DIRECTIONS FOR THIS TASK: Reproduce every line of the records below word for word, leaving out the pictures.

DATA TO USE:
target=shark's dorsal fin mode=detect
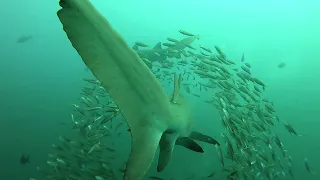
[153,42,162,50]
[132,44,139,51]
[171,73,182,104]
[189,131,220,146]
[175,137,204,153]
[57,0,170,180]
[157,134,176,172]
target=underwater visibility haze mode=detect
[0,0,320,180]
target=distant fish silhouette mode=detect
[16,35,33,43]
[278,62,287,68]
[20,154,30,165]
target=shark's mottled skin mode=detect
[57,0,219,180]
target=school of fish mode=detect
[30,0,316,180]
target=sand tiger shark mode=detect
[57,0,218,180]
[132,36,199,63]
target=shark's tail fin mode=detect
[171,73,182,104]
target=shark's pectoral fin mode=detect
[157,134,175,172]
[176,137,204,153]
[189,131,220,146]
[124,127,162,180]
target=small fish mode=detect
[200,46,212,53]
[179,30,195,36]
[278,62,287,68]
[135,42,149,47]
[241,53,244,62]
[283,123,302,136]
[149,176,163,180]
[304,158,317,175]
[16,35,33,44]
[162,43,176,47]
[20,154,30,165]
[167,38,179,43]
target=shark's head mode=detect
[57,0,219,180]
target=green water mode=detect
[0,0,320,180]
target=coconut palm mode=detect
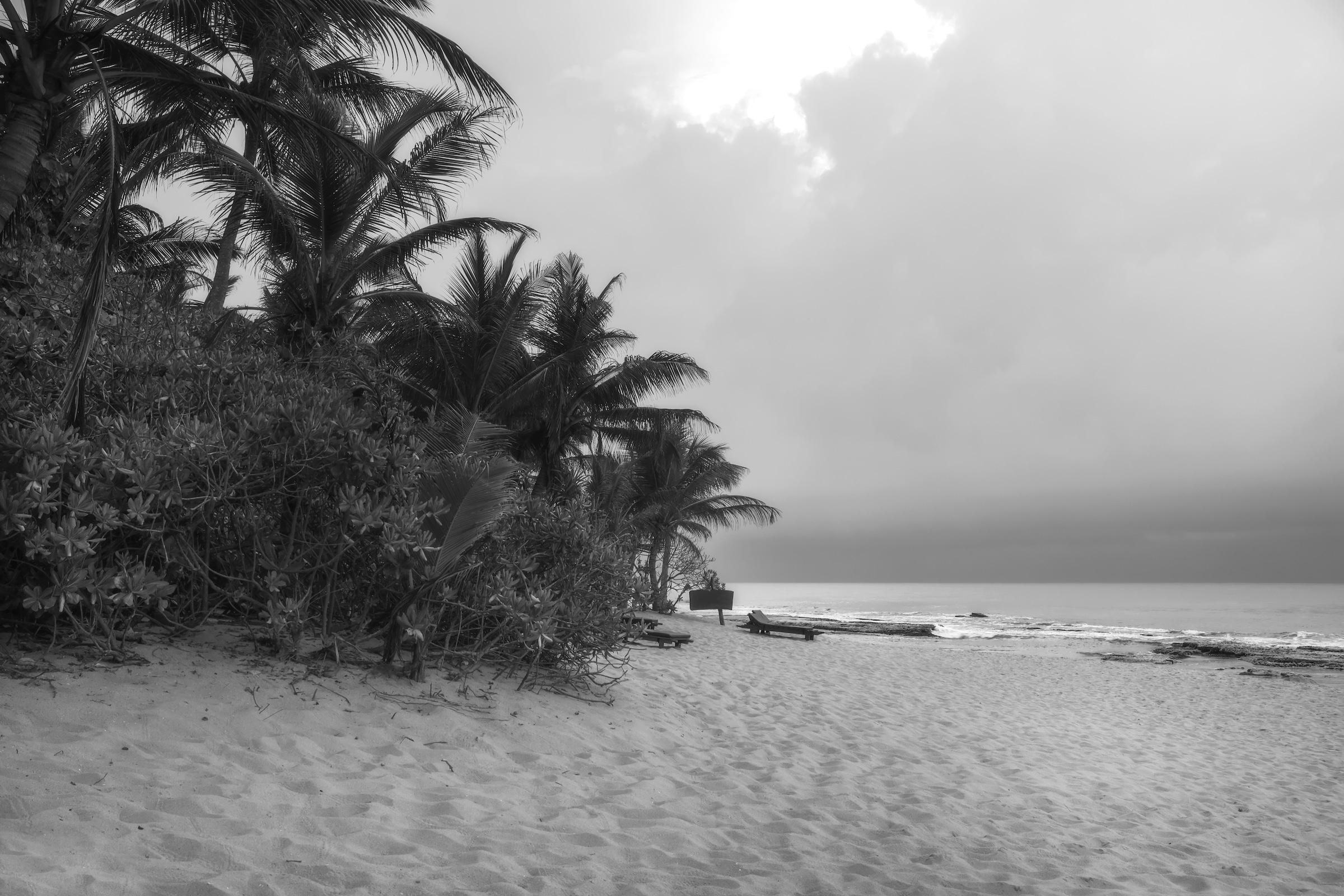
[215,91,531,348]
[150,0,512,309]
[505,254,708,493]
[628,427,780,607]
[0,0,199,235]
[363,232,545,423]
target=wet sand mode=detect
[0,617,1344,896]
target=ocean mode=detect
[699,582,1344,647]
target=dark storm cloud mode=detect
[432,3,1344,580]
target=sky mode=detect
[217,0,1344,583]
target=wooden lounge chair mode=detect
[640,629,691,647]
[738,610,821,641]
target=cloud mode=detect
[349,0,1344,580]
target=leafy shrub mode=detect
[436,500,644,693]
[0,300,445,650]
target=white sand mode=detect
[0,618,1344,896]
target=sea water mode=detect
[704,582,1344,647]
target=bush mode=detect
[0,296,444,650]
[431,500,641,693]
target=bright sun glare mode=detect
[671,0,953,133]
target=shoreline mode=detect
[0,614,1344,896]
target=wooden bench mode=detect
[738,610,821,641]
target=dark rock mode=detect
[753,617,934,638]
[1153,641,1344,674]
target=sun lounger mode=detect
[738,610,821,641]
[640,629,691,647]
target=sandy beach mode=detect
[0,617,1344,896]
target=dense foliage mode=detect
[0,0,777,692]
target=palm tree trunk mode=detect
[659,536,672,606]
[0,100,51,235]
[644,548,659,610]
[204,133,256,314]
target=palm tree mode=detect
[156,0,512,310]
[628,427,780,609]
[363,232,544,423]
[217,91,531,347]
[0,0,196,227]
[505,254,708,493]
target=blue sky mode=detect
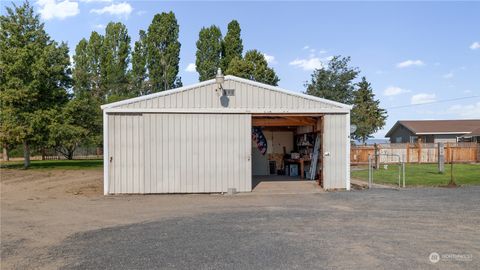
[1,0,480,138]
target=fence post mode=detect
[368,154,372,189]
[407,143,410,163]
[446,142,451,163]
[417,138,422,164]
[438,143,445,173]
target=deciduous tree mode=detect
[131,30,149,95]
[100,22,131,100]
[48,95,102,159]
[0,2,71,168]
[222,20,243,70]
[226,50,280,85]
[351,77,387,143]
[305,56,359,104]
[196,25,222,81]
[146,12,181,92]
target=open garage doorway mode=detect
[251,114,323,192]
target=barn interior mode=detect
[252,114,323,190]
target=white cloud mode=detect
[263,53,277,64]
[37,0,80,20]
[397,60,425,68]
[289,57,323,71]
[80,0,113,3]
[443,72,453,79]
[470,41,480,50]
[410,93,437,104]
[185,63,197,72]
[447,102,480,118]
[383,86,411,97]
[90,2,133,16]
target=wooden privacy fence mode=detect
[350,143,480,164]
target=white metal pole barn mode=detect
[102,76,351,194]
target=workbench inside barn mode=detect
[252,115,322,180]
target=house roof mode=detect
[101,75,352,111]
[385,119,480,137]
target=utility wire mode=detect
[386,95,480,110]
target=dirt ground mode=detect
[0,169,480,269]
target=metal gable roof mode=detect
[101,75,352,110]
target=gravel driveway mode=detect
[49,187,480,269]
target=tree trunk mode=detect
[23,141,30,169]
[2,144,10,161]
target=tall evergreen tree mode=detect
[222,20,243,70]
[100,22,130,98]
[0,2,71,168]
[146,12,181,92]
[131,30,149,95]
[351,77,387,143]
[305,56,359,104]
[196,25,222,81]
[225,50,280,85]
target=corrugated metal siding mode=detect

EXERCISE SOLUTION:
target=shark's dorsal fin mode=detect
[153,42,162,50]
[132,44,139,51]
[171,73,182,104]
[189,131,220,146]
[175,137,204,153]
[57,0,170,180]
[157,134,176,172]
target=underwater visibility haze mode=detect
[0,0,320,180]
target=distant fish silhouette mode=detect
[16,35,33,43]
[278,62,287,68]
[20,154,30,165]
target=shark's mottled skin mode=detect
[57,0,219,180]
target=school of fish mode=detect
[30,0,316,180]
target=sand tiger shark mode=detect
[57,0,218,180]
[132,36,199,63]
target=shark's tail fin mode=detect
[171,73,182,104]
target=shark's pectoral fin mode=detect
[157,134,175,172]
[176,137,204,153]
[189,131,220,146]
[124,127,162,180]
target=small fish mode=detect
[200,46,212,53]
[179,30,195,36]
[278,62,287,68]
[135,42,149,47]
[241,53,244,62]
[283,123,302,136]
[149,176,163,180]
[304,158,317,175]
[16,35,33,44]
[162,43,176,47]
[20,154,30,165]
[167,38,179,43]
target=shark's head mode=detect
[57,0,219,180]
target=green water mode=detect
[0,0,320,180]
target=coconut palm mode=detect
[215,91,531,348]
[150,0,512,309]
[505,254,708,493]
[628,427,780,607]
[0,0,199,235]
[363,232,545,423]
target=wet sand mode=detect
[0,617,1344,896]
target=ocean mode=detect
[699,582,1344,647]
target=dark storm cloud mode=detect
[432,3,1344,580]
target=sky mode=detect
[217,0,1344,583]
target=wooden lounge chair mode=detect
[640,629,691,647]
[738,610,821,641]
target=cloud mode=detect
[349,0,1344,580]
target=leafy shrub mode=detect
[436,500,644,693]
[0,300,445,650]
target=white sand mode=detect
[0,618,1344,896]
target=sea water mode=detect
[704,582,1344,647]
target=bush mode=detect
[0,296,444,650]
[431,500,641,693]
target=bright sun glare mode=detect
[671,0,953,133]
target=shoreline mode=detect
[0,614,1344,896]
target=wooden bench mode=detect
[738,610,821,641]
target=dark rock mode=detect
[753,617,934,638]
[1153,641,1344,674]
target=sun lounger mode=detect
[738,610,821,641]
[640,629,691,647]
target=sandy beach mode=detect
[0,617,1344,896]
target=dense foliage mode=detect
[0,0,777,692]
target=palm tree trunk mode=detect
[659,536,672,606]
[0,100,51,235]
[644,548,659,610]
[204,133,256,314]
target=palm tree mode=detect
[156,0,512,310]
[628,427,780,609]
[363,232,544,423]
[217,91,531,347]
[0,0,196,227]
[505,254,708,493]
target=blue sky mode=detect
[1,0,480,138]
target=fence post mode=detect
[368,154,372,189]
[407,143,410,163]
[446,142,451,163]
[417,138,422,164]
[438,143,445,173]
target=deciduous tree mode=detect
[131,30,149,95]
[100,22,131,100]
[48,95,102,159]
[0,2,71,168]
[222,20,243,70]
[226,50,280,85]
[351,77,387,143]
[305,56,359,104]
[196,25,222,81]
[146,12,181,92]
target=open garage doorway mode=detect
[251,114,323,192]
target=barn interior mode=detect
[252,114,323,190]
target=white cloud mode=detect
[263,53,277,64]
[37,0,80,20]
[397,60,425,68]
[289,57,323,71]
[80,0,113,3]
[443,72,453,79]
[470,41,480,50]
[410,93,437,104]
[185,63,197,72]
[447,102,480,118]
[383,86,411,97]
[90,2,133,16]
target=wooden privacy fence mode=detect
[350,143,480,164]
target=white metal pole barn mode=detect
[102,76,351,194]
target=workbench inside barn mode=detect
[252,115,322,180]
target=house roof mode=detect
[101,75,352,111]
[385,119,480,137]
target=utility wire mode=detect
[386,95,480,110]
target=dirt ground mode=detect
[0,169,480,269]
target=metal gable roof mode=detect
[101,75,352,110]
target=gravel driveway mode=detect
[49,187,480,269]
target=tree trunk mode=detect
[23,141,30,169]
[2,144,10,161]
target=tall evergreen tree mode=detect
[222,20,243,70]
[100,22,130,98]
[0,2,71,168]
[146,12,181,92]
[131,30,149,95]
[351,77,387,143]
[305,56,359,104]
[196,25,222,81]
[225,50,280,85]
target=corrugated metal siding mode=detect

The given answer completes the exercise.